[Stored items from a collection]

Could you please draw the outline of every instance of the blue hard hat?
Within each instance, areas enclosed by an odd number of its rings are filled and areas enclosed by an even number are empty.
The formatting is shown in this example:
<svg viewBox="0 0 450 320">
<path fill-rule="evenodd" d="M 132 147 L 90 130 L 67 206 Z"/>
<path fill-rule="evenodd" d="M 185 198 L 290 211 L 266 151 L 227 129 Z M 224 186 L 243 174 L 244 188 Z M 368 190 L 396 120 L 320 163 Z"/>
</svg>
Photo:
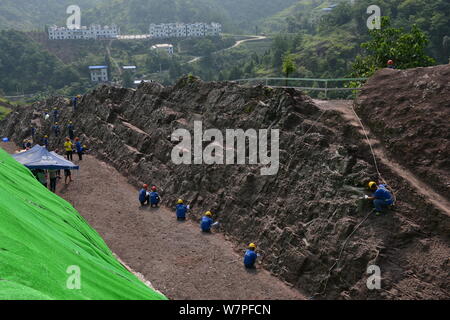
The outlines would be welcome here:
<svg viewBox="0 0 450 320">
<path fill-rule="evenodd" d="M 5 138 L 2 139 L 2 141 L 3 141 L 3 142 L 9 142 L 9 138 L 6 138 L 6 137 L 5 137 Z"/>
</svg>

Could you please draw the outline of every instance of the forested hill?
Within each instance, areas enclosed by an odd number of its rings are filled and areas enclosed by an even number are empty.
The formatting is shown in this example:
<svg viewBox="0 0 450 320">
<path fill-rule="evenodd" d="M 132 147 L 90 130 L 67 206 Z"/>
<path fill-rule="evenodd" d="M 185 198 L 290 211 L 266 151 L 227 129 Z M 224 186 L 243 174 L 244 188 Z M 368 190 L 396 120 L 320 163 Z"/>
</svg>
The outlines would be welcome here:
<svg viewBox="0 0 450 320">
<path fill-rule="evenodd" d="M 150 23 L 220 22 L 226 32 L 254 32 L 265 18 L 298 0 L 2 0 L 0 29 L 33 30 L 63 25 L 71 4 L 81 7 L 83 25 L 112 24 L 143 33 Z M 323 2 L 323 1 L 321 1 Z"/>
<path fill-rule="evenodd" d="M 79 70 L 65 65 L 19 31 L 0 31 L 0 95 L 59 89 L 81 81 Z"/>
<path fill-rule="evenodd" d="M 338 4 L 324 12 L 331 3 Z M 313 35 L 317 42 L 359 44 L 368 38 L 367 8 L 376 4 L 392 26 L 410 30 L 417 25 L 430 40 L 429 52 L 440 63 L 447 63 L 450 52 L 449 0 L 301 0 L 288 9 L 265 19 L 263 28 L 281 33 Z M 341 39 L 342 41 L 340 41 Z M 323 50 L 321 50 L 321 53 Z"/>
<path fill-rule="evenodd" d="M 0 29 L 42 30 L 45 25 L 65 23 L 69 5 L 86 10 L 107 0 L 1 0 Z"/>
<path fill-rule="evenodd" d="M 150 23 L 220 22 L 225 32 L 254 32 L 263 19 L 298 0 L 116 0 L 89 10 L 89 22 L 115 21 L 124 31 L 147 32 Z"/>
</svg>

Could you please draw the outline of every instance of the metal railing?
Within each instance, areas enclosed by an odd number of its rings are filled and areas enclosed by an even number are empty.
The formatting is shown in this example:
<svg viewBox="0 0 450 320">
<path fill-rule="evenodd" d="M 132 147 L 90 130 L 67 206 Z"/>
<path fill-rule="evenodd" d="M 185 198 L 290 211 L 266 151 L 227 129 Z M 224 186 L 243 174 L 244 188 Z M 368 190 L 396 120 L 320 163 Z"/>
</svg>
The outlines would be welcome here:
<svg viewBox="0 0 450 320">
<path fill-rule="evenodd" d="M 336 78 L 336 79 L 314 79 L 314 78 L 250 78 L 233 80 L 238 84 L 264 85 L 271 88 L 294 88 L 304 91 L 322 91 L 325 97 L 328 92 L 333 91 L 354 91 L 361 90 L 362 87 L 330 87 L 329 83 L 365 82 L 368 78 Z M 312 85 L 302 85 L 305 82 Z M 297 85 L 296 85 L 297 83 Z"/>
</svg>

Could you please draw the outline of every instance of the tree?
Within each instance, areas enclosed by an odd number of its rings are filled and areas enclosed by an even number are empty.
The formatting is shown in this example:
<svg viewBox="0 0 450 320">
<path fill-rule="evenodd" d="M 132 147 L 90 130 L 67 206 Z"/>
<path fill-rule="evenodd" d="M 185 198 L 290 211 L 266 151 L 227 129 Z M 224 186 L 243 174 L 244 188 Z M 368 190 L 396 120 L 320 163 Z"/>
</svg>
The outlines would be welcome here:
<svg viewBox="0 0 450 320">
<path fill-rule="evenodd" d="M 131 88 L 133 86 L 133 75 L 130 71 L 125 71 L 122 74 L 122 86 L 124 88 Z"/>
<path fill-rule="evenodd" d="M 353 64 L 352 76 L 370 77 L 378 69 L 386 67 L 393 60 L 397 69 L 427 67 L 435 64 L 425 49 L 428 38 L 416 25 L 410 32 L 393 28 L 388 17 L 382 18 L 381 29 L 369 31 L 371 39 L 361 44 L 366 55 L 358 55 Z"/>
<path fill-rule="evenodd" d="M 286 54 L 283 58 L 283 73 L 286 75 L 286 78 L 289 78 L 289 75 L 297 69 L 294 60 L 292 60 L 291 55 Z M 286 79 L 286 86 L 288 84 L 288 80 Z"/>
</svg>

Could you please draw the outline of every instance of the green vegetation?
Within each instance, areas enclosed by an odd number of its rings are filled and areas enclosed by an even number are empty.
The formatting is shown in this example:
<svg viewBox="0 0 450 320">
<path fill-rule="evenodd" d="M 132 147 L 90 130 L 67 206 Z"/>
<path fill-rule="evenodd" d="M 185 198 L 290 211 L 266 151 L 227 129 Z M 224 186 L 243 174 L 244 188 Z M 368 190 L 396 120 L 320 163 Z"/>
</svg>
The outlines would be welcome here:
<svg viewBox="0 0 450 320">
<path fill-rule="evenodd" d="M 107 0 L 2 0 L 0 29 L 43 30 L 45 25 L 63 25 L 69 15 L 66 8 L 77 4 L 81 10 Z"/>
<path fill-rule="evenodd" d="M 416 25 L 410 33 L 406 33 L 401 28 L 392 28 L 390 20 L 385 17 L 381 30 L 375 29 L 369 33 L 371 40 L 361 45 L 367 55 L 356 57 L 354 77 L 370 77 L 376 70 L 386 67 L 386 61 L 390 59 L 398 69 L 427 67 L 435 63 L 425 53 L 429 41 Z"/>
<path fill-rule="evenodd" d="M 0 32 L 0 89 L 5 94 L 51 91 L 79 82 L 78 70 L 65 65 L 18 31 Z"/>
<path fill-rule="evenodd" d="M 11 1 L 5 3 L 13 6 Z M 3 36 L 13 49 L 6 53 L 8 44 L 6 49 L 0 46 L 0 71 L 8 74 L 0 80 L 0 89 L 5 93 L 40 91 L 45 95 L 82 93 L 92 87 L 88 66 L 93 64 L 110 66 L 113 81 L 131 86 L 133 78 L 173 84 L 186 74 L 206 81 L 286 75 L 364 76 L 385 67 L 389 59 L 398 68 L 448 63 L 448 1 L 380 0 L 377 5 L 383 16 L 390 17 L 390 25 L 385 24 L 378 32 L 368 30 L 366 25 L 366 11 L 372 4 L 371 0 L 354 4 L 349 0 L 260 0 L 258 5 L 255 0 L 99 0 L 83 11 L 83 24 L 116 23 L 123 33 L 146 33 L 150 23 L 217 21 L 227 32 L 264 32 L 268 36 L 232 49 L 227 48 L 245 37 L 48 42 L 28 33 L 40 42 L 39 46 L 23 35 L 17 39 Z M 329 6 L 333 8 L 323 10 Z M 151 45 L 161 42 L 173 44 L 175 54 L 150 50 Z M 413 50 L 407 48 L 411 44 L 416 45 Z M 10 56 L 14 56 L 14 62 L 18 56 L 21 63 L 14 65 Z M 123 65 L 136 65 L 136 73 L 124 74 L 118 70 Z"/>
<path fill-rule="evenodd" d="M 146 33 L 150 23 L 220 22 L 224 31 L 256 32 L 264 18 L 298 0 L 116 0 L 88 10 L 87 22 L 111 24 L 122 31 Z"/>
</svg>

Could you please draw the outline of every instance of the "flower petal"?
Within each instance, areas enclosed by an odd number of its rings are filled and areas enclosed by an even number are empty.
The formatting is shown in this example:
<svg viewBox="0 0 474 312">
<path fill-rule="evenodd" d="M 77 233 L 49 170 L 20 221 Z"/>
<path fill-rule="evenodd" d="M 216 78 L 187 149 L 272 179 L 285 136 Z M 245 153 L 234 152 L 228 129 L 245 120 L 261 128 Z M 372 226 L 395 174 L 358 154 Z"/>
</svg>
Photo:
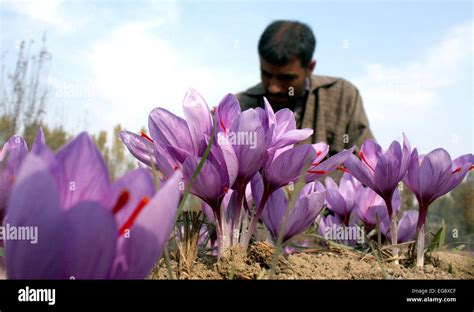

What you are asked to do:
Pull out every line of the entries that includes the word "please".

Exercise response:
Could you please draw the outline of every instance of the blue hard hat?
Could you please draw the outline of every instance of the forested hill?
Could you please draw the outline of every instance of the metal railing?
Could you please draw the outline of every instance of the tree?
Could you please draw the outline of every instance of the green vegetation?
Could you please draw the outline of every instance of the "flower petal"?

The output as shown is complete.